→ Task instructions: How many lines of the material below contain the word "rough"? Reply with the number alone.

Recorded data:
- - - - -
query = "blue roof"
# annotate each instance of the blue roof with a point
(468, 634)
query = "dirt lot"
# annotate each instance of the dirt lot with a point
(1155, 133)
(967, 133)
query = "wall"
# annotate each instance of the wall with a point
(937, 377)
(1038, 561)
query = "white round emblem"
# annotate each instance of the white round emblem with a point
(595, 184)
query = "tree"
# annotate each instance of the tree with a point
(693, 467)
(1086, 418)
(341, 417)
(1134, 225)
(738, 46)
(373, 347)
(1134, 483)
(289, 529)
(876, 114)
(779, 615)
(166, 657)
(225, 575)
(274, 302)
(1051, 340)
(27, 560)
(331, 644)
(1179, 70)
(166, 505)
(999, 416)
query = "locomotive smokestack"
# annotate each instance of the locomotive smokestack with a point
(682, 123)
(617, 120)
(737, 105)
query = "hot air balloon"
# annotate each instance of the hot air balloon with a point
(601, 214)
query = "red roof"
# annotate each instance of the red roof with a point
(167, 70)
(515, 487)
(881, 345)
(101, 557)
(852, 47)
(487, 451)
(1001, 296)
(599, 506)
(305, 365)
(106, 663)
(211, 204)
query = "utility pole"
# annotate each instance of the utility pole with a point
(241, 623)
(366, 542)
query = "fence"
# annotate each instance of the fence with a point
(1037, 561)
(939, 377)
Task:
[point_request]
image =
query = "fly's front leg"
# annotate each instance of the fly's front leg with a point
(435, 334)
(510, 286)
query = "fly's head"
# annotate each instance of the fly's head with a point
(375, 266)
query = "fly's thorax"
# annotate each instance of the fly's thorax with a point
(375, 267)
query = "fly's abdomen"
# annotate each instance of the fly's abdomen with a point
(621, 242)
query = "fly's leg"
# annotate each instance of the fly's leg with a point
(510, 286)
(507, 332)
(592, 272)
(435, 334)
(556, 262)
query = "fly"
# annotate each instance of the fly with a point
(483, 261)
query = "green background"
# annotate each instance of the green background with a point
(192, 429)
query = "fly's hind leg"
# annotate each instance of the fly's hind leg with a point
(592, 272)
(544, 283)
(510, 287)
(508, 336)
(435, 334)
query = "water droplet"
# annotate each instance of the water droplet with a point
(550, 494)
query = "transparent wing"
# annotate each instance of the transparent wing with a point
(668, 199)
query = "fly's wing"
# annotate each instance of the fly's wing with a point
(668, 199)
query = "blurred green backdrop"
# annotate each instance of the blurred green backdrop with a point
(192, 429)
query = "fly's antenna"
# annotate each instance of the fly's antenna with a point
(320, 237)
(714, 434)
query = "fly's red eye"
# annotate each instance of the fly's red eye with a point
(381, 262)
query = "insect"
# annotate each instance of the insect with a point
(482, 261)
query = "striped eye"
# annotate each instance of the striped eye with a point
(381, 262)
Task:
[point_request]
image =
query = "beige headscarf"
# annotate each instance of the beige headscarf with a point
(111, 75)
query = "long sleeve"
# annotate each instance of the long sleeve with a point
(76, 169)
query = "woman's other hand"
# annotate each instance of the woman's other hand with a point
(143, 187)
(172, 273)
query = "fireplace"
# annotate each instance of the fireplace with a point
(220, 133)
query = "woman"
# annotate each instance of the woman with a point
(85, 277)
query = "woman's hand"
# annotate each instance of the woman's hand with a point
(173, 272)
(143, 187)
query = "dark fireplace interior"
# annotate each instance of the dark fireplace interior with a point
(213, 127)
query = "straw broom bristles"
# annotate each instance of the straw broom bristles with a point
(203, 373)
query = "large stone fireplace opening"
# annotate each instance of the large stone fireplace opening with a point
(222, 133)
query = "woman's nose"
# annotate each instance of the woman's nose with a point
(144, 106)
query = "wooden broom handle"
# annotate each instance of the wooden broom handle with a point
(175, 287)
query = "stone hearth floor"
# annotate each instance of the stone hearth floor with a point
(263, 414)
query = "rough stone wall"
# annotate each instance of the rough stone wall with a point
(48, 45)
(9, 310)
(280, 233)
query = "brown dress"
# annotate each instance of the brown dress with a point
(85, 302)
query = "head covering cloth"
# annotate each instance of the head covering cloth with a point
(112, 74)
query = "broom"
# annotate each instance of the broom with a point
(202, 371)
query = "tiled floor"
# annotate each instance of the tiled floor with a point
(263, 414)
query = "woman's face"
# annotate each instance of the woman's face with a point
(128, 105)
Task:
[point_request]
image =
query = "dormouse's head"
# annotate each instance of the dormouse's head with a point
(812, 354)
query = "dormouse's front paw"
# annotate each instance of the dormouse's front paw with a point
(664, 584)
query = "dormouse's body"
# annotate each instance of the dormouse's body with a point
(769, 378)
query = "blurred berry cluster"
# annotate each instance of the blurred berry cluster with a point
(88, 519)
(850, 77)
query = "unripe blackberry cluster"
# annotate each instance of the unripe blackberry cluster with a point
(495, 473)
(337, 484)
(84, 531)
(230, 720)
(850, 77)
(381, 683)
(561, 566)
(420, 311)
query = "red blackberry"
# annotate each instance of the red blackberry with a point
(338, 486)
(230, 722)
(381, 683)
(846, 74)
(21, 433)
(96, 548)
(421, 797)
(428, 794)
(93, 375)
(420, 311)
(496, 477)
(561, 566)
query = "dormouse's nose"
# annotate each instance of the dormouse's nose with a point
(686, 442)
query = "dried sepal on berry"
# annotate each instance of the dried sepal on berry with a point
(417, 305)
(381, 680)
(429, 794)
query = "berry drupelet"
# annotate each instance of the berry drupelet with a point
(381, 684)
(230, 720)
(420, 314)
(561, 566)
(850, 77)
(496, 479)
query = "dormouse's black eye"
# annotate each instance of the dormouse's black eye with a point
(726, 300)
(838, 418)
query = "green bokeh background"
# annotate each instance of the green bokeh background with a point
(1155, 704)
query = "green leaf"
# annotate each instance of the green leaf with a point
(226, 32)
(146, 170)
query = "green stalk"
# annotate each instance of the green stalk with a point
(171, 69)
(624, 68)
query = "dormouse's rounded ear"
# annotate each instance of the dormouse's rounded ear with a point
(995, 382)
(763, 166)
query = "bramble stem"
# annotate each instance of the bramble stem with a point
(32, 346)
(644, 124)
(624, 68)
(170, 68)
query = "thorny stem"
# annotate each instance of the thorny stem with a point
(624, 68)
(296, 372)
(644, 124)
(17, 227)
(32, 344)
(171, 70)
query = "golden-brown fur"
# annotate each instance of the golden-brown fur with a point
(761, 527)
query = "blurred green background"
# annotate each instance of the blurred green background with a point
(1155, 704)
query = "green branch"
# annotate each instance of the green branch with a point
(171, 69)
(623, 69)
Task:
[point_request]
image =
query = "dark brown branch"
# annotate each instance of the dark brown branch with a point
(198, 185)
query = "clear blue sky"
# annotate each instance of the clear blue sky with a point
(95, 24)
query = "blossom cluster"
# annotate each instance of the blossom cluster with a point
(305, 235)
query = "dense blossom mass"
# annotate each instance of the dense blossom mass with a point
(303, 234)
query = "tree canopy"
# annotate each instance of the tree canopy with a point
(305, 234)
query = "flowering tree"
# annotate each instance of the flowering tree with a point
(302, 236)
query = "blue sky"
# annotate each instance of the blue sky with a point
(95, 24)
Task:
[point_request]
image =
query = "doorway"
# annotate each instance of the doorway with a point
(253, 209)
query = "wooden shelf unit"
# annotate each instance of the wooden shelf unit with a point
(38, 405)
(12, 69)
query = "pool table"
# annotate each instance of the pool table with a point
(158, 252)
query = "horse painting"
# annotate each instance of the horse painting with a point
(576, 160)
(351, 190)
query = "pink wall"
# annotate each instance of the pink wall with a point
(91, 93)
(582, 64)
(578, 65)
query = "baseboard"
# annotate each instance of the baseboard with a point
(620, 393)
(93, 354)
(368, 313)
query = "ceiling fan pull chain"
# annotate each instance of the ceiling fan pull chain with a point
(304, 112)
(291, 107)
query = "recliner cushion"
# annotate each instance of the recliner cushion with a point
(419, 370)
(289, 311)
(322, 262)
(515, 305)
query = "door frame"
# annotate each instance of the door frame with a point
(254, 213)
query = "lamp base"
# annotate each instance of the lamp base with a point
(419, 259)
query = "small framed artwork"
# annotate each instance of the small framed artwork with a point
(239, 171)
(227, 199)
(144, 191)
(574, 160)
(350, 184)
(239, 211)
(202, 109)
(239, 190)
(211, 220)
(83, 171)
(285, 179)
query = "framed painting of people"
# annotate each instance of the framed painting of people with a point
- - - - -
→ Solution below: 2